**DIRECTIONS FOR THIS TASK**
Somewhere below, one line contains "Kindly mark the innermost point of each instance of the open" and a later line contains "Kindly mark the innermost point of each instance of the dirt". Output those two lines and everything between them exactly, and nothing else.

**RECORDS SUPPLIED**
== Segment start ==

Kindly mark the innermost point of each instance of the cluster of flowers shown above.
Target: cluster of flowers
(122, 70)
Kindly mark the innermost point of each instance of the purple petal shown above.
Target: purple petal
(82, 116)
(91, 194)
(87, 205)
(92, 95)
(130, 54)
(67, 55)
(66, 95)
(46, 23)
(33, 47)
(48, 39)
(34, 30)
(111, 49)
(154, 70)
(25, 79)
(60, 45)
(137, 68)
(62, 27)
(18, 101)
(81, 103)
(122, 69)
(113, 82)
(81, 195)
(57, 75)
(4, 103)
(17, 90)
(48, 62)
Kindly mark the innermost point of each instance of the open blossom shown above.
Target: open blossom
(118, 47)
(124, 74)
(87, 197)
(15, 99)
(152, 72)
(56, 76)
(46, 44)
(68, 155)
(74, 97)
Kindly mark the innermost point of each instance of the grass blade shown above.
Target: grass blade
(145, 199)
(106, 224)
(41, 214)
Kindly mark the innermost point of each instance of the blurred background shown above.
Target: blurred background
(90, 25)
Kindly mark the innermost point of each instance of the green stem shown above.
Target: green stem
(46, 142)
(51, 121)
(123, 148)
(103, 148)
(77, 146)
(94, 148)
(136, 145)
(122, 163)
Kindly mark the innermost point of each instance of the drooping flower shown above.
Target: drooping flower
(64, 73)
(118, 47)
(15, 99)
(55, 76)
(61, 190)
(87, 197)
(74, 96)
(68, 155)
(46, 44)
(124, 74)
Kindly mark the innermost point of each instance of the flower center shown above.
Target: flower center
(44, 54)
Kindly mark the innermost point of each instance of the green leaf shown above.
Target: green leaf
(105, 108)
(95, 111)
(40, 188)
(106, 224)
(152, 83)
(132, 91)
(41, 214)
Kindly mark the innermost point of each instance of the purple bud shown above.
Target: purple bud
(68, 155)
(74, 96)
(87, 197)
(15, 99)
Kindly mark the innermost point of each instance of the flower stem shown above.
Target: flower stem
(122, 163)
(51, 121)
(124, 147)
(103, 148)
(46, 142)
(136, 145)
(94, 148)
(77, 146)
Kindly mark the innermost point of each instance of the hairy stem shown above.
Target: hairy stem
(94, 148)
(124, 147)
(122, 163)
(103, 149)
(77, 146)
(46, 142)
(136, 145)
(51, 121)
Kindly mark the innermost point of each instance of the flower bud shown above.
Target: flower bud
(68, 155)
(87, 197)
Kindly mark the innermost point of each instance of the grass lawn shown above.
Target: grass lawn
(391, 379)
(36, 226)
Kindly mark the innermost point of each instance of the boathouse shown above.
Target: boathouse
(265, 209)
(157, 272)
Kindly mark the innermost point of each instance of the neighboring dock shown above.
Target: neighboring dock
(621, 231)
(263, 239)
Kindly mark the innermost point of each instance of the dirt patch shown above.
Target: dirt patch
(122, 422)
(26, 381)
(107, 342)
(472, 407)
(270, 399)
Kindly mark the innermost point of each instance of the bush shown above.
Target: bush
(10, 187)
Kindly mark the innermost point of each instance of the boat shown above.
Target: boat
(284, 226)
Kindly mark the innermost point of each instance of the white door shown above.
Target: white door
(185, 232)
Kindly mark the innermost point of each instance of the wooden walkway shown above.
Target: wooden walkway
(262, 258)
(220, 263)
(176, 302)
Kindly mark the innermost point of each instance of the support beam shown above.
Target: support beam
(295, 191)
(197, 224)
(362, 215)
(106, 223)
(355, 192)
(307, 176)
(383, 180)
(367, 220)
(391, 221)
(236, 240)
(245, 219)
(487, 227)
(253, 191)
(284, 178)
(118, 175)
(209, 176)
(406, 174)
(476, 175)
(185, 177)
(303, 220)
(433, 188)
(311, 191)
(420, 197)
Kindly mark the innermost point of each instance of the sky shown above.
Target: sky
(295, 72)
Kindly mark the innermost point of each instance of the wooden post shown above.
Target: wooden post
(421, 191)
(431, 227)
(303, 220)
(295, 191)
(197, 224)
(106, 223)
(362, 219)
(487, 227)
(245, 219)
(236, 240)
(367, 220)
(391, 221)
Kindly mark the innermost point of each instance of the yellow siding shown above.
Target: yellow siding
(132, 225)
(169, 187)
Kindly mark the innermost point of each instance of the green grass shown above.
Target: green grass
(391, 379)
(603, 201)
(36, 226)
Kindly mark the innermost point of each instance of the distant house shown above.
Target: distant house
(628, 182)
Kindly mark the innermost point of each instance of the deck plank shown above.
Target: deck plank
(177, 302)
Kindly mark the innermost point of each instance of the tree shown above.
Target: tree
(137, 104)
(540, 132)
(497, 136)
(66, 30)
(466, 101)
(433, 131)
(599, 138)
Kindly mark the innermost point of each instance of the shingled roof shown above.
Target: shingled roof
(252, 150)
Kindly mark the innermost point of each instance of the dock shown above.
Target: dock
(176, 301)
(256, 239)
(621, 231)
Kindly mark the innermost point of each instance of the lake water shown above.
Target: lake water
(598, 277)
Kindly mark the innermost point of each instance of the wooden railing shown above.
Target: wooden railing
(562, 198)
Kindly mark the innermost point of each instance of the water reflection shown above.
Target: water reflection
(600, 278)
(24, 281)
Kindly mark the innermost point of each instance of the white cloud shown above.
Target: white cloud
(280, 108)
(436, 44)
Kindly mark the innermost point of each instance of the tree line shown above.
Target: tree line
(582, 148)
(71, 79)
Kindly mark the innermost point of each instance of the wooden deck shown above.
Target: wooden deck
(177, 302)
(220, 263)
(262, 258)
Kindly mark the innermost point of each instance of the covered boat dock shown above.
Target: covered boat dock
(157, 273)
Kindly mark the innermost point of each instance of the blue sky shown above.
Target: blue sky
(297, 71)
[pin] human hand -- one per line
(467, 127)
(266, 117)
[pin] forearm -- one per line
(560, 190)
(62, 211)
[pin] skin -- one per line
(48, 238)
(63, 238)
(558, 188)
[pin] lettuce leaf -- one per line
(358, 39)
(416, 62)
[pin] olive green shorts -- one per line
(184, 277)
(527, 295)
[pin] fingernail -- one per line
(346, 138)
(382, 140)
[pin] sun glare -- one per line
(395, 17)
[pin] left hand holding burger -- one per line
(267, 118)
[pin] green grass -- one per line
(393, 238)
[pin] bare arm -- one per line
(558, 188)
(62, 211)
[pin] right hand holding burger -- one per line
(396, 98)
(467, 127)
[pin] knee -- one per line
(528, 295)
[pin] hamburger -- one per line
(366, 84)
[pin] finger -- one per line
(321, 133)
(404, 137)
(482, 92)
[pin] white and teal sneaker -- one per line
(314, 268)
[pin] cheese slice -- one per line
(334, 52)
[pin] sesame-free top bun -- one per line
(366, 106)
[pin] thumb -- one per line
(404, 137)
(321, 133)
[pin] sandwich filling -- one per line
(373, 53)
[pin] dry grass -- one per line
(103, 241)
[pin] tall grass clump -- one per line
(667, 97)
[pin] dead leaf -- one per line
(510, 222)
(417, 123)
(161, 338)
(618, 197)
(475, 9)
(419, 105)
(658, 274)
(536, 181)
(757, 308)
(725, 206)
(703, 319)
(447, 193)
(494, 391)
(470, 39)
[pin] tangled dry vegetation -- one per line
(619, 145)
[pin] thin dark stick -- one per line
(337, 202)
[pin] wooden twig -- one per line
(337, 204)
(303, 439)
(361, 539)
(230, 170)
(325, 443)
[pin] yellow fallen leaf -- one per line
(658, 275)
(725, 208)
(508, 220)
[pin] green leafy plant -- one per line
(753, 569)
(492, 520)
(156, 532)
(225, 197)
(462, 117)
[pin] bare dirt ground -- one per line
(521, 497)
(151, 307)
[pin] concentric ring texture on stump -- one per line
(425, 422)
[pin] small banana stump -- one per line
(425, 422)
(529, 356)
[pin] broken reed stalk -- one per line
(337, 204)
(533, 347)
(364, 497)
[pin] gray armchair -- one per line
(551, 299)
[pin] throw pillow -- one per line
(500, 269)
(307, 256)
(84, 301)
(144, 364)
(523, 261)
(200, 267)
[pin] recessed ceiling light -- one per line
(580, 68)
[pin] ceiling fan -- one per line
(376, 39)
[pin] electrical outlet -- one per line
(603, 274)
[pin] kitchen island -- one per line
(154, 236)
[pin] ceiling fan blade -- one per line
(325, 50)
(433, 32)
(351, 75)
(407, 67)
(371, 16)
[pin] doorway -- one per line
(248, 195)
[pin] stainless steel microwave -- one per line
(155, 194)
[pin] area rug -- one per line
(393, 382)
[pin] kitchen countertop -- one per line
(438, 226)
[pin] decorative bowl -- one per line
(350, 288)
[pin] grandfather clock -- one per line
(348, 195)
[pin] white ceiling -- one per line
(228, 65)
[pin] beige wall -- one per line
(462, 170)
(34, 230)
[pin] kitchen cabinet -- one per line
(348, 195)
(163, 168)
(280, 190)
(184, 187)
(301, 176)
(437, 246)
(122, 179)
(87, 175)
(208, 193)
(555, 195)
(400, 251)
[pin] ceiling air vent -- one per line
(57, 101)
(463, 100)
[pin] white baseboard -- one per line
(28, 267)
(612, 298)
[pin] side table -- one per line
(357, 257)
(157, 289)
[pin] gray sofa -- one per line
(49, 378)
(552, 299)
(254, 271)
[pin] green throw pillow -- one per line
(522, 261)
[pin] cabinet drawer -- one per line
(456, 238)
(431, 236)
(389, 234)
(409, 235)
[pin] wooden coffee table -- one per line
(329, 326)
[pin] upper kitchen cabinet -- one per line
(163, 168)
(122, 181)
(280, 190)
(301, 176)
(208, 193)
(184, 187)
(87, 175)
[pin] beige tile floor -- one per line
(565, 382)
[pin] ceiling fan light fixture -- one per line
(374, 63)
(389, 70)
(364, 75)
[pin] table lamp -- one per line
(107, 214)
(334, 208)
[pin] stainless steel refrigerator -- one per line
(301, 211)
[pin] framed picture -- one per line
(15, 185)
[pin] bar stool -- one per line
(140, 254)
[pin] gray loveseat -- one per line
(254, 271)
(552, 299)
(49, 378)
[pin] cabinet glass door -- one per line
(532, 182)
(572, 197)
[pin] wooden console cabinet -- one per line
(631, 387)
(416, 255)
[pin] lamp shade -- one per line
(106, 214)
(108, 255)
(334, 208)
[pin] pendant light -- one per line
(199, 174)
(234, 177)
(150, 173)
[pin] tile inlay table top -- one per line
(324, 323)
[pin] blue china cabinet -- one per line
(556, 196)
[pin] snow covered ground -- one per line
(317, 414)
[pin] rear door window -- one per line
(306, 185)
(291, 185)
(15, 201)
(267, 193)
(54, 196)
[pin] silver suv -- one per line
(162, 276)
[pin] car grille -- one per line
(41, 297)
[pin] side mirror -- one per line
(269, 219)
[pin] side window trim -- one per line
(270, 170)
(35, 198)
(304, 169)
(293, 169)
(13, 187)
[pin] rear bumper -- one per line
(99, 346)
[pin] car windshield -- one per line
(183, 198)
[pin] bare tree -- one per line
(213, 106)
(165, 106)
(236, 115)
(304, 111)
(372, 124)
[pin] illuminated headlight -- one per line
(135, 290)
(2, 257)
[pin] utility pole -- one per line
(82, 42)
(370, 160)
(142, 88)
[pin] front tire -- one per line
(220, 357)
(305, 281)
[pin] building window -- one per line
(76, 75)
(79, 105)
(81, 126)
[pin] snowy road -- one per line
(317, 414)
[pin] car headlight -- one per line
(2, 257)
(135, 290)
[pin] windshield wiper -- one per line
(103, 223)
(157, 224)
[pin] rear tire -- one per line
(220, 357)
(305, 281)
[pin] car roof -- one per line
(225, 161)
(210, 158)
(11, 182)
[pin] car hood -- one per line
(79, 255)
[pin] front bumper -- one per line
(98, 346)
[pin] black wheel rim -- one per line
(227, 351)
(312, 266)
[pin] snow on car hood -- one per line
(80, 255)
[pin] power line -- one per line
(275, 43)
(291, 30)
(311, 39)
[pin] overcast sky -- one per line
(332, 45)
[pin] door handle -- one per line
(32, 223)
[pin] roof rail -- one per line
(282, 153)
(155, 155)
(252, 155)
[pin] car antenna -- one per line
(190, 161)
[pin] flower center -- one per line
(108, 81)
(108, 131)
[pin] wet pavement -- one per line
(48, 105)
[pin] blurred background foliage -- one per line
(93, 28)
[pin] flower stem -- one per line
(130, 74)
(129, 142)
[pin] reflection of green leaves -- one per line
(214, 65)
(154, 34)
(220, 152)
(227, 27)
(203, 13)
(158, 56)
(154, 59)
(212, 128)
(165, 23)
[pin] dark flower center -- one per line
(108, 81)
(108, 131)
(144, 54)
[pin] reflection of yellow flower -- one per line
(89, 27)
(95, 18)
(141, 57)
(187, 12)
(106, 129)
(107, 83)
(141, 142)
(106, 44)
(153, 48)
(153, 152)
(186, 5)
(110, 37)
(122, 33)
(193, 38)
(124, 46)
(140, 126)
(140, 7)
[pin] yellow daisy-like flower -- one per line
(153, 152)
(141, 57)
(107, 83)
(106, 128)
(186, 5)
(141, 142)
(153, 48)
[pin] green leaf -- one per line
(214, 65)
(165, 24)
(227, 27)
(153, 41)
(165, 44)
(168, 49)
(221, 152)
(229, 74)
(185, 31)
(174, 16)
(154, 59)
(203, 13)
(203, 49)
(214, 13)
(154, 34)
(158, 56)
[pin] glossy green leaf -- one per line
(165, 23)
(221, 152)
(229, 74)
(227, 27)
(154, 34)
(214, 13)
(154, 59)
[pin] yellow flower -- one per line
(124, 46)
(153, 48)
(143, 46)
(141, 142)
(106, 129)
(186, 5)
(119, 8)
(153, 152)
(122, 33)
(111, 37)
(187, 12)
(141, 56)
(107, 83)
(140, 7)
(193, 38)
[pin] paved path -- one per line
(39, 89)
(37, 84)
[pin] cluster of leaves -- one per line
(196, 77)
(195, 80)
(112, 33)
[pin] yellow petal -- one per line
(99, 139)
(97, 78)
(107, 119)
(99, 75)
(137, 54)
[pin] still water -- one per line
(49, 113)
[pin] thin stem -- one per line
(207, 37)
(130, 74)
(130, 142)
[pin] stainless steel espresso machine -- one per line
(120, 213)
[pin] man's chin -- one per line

== Segment end ==

**TASK RESULT**
Kindly mark the innermost point of each instance of the open blossom shown above.
Target: open blossom
(118, 47)
(124, 74)
(87, 197)
(15, 99)
(152, 72)
(56, 76)
(46, 44)
(68, 155)
(74, 97)
Kindly mark the innermost point of each instance of the grass blade shown above.
Target: grass blade
(145, 199)
(106, 224)
(41, 214)
Kindly mark the innermost point of each instance of the blurred background shown above.
Target: blurred background
(90, 25)
Kindly mark the innermost point of each instance of the green stem shown above.
Target: green stem
(46, 142)
(51, 121)
(123, 148)
(103, 148)
(77, 146)
(94, 148)
(136, 145)
(122, 163)
Kindly mark the innermost point of each instance of the drooping flower shown above.
Target: drooping flower
(64, 73)
(118, 47)
(15, 99)
(55, 76)
(61, 190)
(87, 197)
(74, 96)
(68, 155)
(46, 44)
(124, 74)
Kindly mark the innermost point of each instance of the flower center shown above.
Target: flower center
(44, 54)
Kindly mark the innermost point of each instance of the green leaf shown above.
Target: green leaf
(105, 108)
(95, 111)
(40, 188)
(106, 224)
(152, 83)
(132, 91)
(41, 214)
Kindly mark the innermost point of each instance of the purple bud shown above.
Target: purple bud
(68, 155)
(74, 96)
(87, 197)
(15, 99)
Kindly mark the innermost point of each instance of the flower stem shown above.
Target: flower stem
(122, 163)
(51, 121)
(124, 147)
(103, 148)
(46, 142)
(136, 145)
(94, 148)
(77, 146)
Kindly mark the innermost point of each instance of the hairy stem shown above.
Target: hairy stem
(94, 148)
(124, 147)
(122, 163)
(103, 149)
(77, 146)
(46, 142)
(136, 145)
(51, 121)
Kindly mark the innermost point of each instance of the flower bud shown above.
Target: flower bud
(68, 155)
(87, 197)
Kindly mark the innermost point of each instance of the grass lawn shown above.
Target: grass lawn
(391, 379)
(36, 226)
Kindly mark the innermost point of each instance of the boathouse shown above.
Target: boathouse
(265, 209)
(157, 272)
Kindly mark the innermost point of each instance of the neighboring dock shown above.
Target: neighboring dock
(621, 231)
(263, 239)
Kindly mark the innermost point of each instance of the dirt patch shown above.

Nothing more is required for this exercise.